═══ Vorgegebener Text

Telefonnummer vom Hotel:
La Quinta Inn & Suites
Ft. Lauderdale Airport
2620 North 26th Ave.
Hollywood, FL 33020
Phone: (954)922-2295


----------



## bennson (8. März 2007)

*AW: Florida Ft. Myers Beach und Umgebung April 2007*

da hat einer meine pn ignored  *traurig @ nick guck *#c


----------



## Nick_A (8. März 2007)

══════

Aufgaben
A. Welche Telefonnummer wird im Forumsauszug zur Florida-Reise für das Hotel angegeben?
B. Extrahiere aus dem Forumsauszug zur Florida-Reise den Abschnitt von „## bennson (8.“ bis „Nick_A (8. März 2007)“ wortgetreu.
C. Setze den Forumsauszug zur Florida-Reise dort fort, wo er endet.

═══ Erfasste Daten

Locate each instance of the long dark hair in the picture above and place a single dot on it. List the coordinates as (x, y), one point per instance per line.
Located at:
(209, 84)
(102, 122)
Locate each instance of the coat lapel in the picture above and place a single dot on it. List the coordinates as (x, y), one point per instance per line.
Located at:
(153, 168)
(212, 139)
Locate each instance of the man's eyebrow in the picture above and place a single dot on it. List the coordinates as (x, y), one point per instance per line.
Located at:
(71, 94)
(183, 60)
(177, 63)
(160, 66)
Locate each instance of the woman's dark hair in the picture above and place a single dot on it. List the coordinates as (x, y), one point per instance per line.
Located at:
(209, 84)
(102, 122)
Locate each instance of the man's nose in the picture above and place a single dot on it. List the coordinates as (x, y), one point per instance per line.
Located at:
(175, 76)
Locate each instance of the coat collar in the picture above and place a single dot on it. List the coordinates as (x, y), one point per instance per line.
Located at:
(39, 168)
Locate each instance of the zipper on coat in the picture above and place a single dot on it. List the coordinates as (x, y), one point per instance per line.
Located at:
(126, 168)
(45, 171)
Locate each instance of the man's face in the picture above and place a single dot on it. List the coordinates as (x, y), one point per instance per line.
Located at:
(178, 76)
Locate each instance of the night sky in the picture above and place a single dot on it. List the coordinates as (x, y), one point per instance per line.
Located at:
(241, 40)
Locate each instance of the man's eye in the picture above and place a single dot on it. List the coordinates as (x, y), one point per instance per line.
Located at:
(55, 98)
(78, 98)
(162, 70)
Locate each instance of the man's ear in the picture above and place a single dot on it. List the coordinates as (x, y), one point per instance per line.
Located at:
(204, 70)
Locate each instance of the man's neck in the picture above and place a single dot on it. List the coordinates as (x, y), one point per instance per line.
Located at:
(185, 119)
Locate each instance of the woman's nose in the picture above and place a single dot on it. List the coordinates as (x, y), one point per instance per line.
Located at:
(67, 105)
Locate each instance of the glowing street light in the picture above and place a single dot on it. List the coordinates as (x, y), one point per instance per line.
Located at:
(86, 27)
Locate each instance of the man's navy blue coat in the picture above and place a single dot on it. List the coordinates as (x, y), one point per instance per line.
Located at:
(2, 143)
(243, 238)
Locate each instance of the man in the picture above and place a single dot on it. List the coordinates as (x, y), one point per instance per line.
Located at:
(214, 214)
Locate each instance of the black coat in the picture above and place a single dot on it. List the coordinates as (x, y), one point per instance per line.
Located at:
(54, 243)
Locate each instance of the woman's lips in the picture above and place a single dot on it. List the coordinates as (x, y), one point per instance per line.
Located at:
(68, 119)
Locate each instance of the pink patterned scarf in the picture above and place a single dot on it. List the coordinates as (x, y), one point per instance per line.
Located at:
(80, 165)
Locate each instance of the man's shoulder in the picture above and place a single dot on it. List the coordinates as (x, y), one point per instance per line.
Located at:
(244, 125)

══════

Lösungen
A. (954)922-2295

B.
## bennson (8. März 2007)

*AW: Florida Ft. Myers Beach und Umgebung April 2007*

da hat einer meine pn ignored  *traurig @ nick guck *#c


----------



## Nick_A (8. März 2007)

C.
*AW: Florida Ft. Myers Beach und Umgebung April 2007*



bjay schrieb:


> da hat einer meine pn ignored  *traurig @ nick guck *#c



Hi bjay #h

hätte Dir schon noch geantwortet 

Zu Deiner ersten Frage...wir haben damals (vor beinahe 4 Jahren) hier unsere Zelte aufgeschlagen KLICK MICH

Liegt ziemlich genau neben dieser "Villa Rosegarden" (die heißt genauso...ist aber eine andere Villa KLICK MICH. Mehrere Villen heißen so, da dort die Rosegarden-Strasse ist 

Ja...eins der Fotos war in der Nähe von einer der beiden Tankstellen! :m

Die restlichen Antworten auf Deine Fragen dann demnächst :m

Grüßle #h
Robert


----------



## Skalar_AB (10. März 2007)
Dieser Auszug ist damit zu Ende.